● CHALLENGE:
Reproduce the material from the line containing "Sports analytics pipeline — identify the glove" through the end, inclusive, keeping every line and adding 5 to each bounding-box coordinate in the answers.

+++ SUPPLIED RECORDS

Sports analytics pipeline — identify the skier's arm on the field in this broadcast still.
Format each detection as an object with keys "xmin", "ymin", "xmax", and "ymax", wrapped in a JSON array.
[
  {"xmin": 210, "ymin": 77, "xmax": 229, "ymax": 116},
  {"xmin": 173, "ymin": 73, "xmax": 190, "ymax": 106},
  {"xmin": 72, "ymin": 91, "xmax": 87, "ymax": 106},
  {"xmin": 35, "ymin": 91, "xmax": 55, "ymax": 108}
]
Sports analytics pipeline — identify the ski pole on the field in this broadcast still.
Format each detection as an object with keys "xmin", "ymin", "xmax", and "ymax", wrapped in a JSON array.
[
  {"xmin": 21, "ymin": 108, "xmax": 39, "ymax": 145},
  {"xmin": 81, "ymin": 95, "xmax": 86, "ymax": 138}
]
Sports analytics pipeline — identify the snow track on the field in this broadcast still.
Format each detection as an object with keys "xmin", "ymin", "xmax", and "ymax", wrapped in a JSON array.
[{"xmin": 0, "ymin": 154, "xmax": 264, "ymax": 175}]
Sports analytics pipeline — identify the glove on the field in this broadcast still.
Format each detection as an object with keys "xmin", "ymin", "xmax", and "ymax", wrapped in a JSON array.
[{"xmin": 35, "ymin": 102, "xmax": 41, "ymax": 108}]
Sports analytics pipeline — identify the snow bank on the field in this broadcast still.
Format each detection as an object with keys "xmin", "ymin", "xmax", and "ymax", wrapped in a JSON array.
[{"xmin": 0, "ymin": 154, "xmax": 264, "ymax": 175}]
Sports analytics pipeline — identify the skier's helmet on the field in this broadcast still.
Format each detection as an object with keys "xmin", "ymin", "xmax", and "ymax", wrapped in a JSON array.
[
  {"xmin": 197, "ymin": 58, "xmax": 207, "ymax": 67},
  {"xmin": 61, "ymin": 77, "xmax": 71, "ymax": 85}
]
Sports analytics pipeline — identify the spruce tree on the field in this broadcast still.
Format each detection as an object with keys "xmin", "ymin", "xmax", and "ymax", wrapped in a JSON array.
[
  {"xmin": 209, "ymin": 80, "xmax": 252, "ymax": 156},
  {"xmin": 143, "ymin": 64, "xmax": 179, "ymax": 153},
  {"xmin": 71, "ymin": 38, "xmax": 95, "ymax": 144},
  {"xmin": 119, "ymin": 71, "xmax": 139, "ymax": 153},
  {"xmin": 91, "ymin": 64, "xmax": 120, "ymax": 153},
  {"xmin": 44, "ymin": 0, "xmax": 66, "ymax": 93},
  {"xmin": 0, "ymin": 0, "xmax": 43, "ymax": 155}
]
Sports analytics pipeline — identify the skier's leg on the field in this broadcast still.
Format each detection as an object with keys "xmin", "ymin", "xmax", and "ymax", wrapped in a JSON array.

++++++

● PROBLEM SOLUTION:
Sports analytics pipeline — identify the glove on the field in this broadcast still.
Format each detection as an object with keys "xmin", "ymin", "xmax", and "ymax", wrapped in a JSON array.
[{"xmin": 40, "ymin": 107, "xmax": 46, "ymax": 113}]
Sports analytics pipeline — identify the snow bank on the field in this broadcast still.
Format each detection as an object with keys "xmin", "ymin", "xmax", and "ymax", wrapped in a JSON array.
[{"xmin": 5, "ymin": 159, "xmax": 269, "ymax": 180}]
Sports analytics pipeline — identify the skier's helmet on the field in this broadcast still.
Format each detection as an object with keys "xmin", "ymin", "xmax", and "ymax", wrapped in a JSON array.
[
  {"xmin": 202, "ymin": 63, "xmax": 212, "ymax": 72},
  {"xmin": 66, "ymin": 82, "xmax": 76, "ymax": 90}
]
Sports analytics pipeline — identify the spruce tree on the field in this broadcast still.
Format each detection as an object with keys "xmin", "ymin", "xmax", and "ymax", wrapped in a JSON array.
[
  {"xmin": 214, "ymin": 85, "xmax": 257, "ymax": 161},
  {"xmin": 148, "ymin": 69, "xmax": 184, "ymax": 158},
  {"xmin": 76, "ymin": 43, "xmax": 100, "ymax": 149},
  {"xmin": 124, "ymin": 76, "xmax": 144, "ymax": 158},
  {"xmin": 96, "ymin": 69, "xmax": 125, "ymax": 158},
  {"xmin": 49, "ymin": 5, "xmax": 71, "ymax": 98},
  {"xmin": 5, "ymin": 5, "xmax": 48, "ymax": 160}
]
Sports analytics pipeline — identify the skier's leg on the field in this broadcast still.
Format each detection as an object with keys "xmin", "ymin", "xmax", and "ymax", wrapped in a JSON array.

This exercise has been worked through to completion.